The opinion of the court was delivered by: FREDA WOLFSON, Magistrate Judge
Petitioner, Louis Palacio, has submitted to the Court the
instant petition for a writ of habeas corpus, pursuant to
28 U.S.C. § 2241. The respondent has filed a Motion to Dismiss for
Lack of Jurisdiction. For the reasons set forth below, the
respondent's motion will be denied. Respondents will be ordered
to Answer the petition. BACKGROUND
Petitioner states that he is being denied credit on his federal
sentence for time served in state custody. According to
Petitioner, if the relief he seeks is granted, he would have been
eligible for halfway house placement in December 2004, at the
earliest. Petitioner sought to remedy his credit issue while
incarcerated in state custody. On May 16, 2002, the Federal
Bureau of Prisons ("BOP") sent him a letter telling him that his
request for jail credit would be reviewed when he was received in
federal custody. The letter also informed Petitioner that if he
wished to have his case reviewed for nunc pro tunc
designation, he could forward copies of his criminal judgment to
the BOP regional office. See Petition, Exhibit 1.
Petitioner requested nunc pro tunc designation to the BOP
Northeast Regional Office. The request was denied by letter dated
July 31, 2002. The letter reviewed the merits of Petitioner's
request and definitively stated: ". . . your request for a nunc
pro tunc designation is denied." See Petition, Exhibit 3.
Petitioner filed the instant petition on November 22, 2004,
after payment of the filing fee. On March 10, 2005, this Court
granted Respondent permission to file a motion to dismiss in lieu
of an Answer. On March 21, 2005, Respondent filed the instant motion to
dismiss, arguing that the case should be dismissed, without
prejudice, for failure to exhaust administrative remedies.
Respondent argues that Petitioner has not utilized the formal,
three-step administrative remedy process to address his
On April 25, 2005, Petitioner responded to the motion to
dismiss, asking this Court to proceed to the merits of the
petition and arguing that formal exhaustion of administrative
remedies should not bar consideration of the merits in his case.
He also attached to the response an Informal Resolution Form,
dated March 20, 2005, setting forth his concerns. He received a
response from his correctional counselor stating that he had
already filed a "BP 9" on this matter. See Petitioner's
Response to Motion, Exhibit 1.

SUPPLIED INFORMATION -

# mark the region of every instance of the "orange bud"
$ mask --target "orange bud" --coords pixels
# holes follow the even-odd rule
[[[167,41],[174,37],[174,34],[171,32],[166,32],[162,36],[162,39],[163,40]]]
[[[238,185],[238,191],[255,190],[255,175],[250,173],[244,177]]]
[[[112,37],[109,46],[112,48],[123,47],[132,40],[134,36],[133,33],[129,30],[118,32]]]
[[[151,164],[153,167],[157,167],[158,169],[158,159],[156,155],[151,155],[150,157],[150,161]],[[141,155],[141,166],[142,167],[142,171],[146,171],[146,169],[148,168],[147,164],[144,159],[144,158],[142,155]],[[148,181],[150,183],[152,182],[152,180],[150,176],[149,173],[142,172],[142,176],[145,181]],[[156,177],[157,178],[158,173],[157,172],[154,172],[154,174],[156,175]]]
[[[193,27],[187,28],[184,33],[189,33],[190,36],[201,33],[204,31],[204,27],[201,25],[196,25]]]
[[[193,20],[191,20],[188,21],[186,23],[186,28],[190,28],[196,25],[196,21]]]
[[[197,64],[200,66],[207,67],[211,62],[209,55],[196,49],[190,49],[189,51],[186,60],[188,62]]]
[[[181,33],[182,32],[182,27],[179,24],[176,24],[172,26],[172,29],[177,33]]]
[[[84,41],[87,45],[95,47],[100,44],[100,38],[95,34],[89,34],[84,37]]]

REQUIREMENTS -
1 > In two sentences, summarize the court opinion on the habeas petition.
2 > List every complete date (month, day, and year) that appears in the court opinion on the habeas petition.
3 > Continue the court opinion on the habeas petition from the point where it stops.

OUTPUTS BY TASK -
1 > Louis Palacio petitioned for a writ of habeas corpus under 28 U.S.C. § 2241, stating that he is being denied credit on his federal sentence for time served in state custody. The respondent moved to dismiss, arguing that he had not exhausted the three-step administrative remedy process, but the court will deny the motion and order respondents to answer the petition.

2 >
May 16, 2002
July 31, 2002
November 22, 2004
March 10, 2005
March 21, 2005
April 25, 2005
March 20, 2005

3 >
Before seeking habeas relief pursuant to § 2241, inmates must
exhaust available administrative remedies. See Moscato v.
Federal Bureau of Prisons, 98 F.3d 757 (3d Cir. 1996). To
exhaust administrative remedies before the Bureau of Prisons, a
federal inmate seeking review of an aspect of his confinement
must first seek to resolve the dispute informally. See
28 C.F.R. § 542.13. If the inmate does not receive a favorable
termination, he may submit a formal written Administrative Remedy Request for response by the warden of the facility. See
28 C.F.R. § 542.14. If the inmate is not satisfied with the warden's
response, he may appeal the warden's decision to the Regional
Director within 20 days of the date of the decision. If he is not
satisfied with the Regional Director's response, he may submit an
appeal of the Regional Director's decision to the Central Office
within 30 days of the date of the decision. See C.F.R. §
542.15. If these responses are not received by the inmate within
the time allotted for reply, "the inmate may consider the absence
of a response to be a denial at that level." 28 C.F.R. § 542.18.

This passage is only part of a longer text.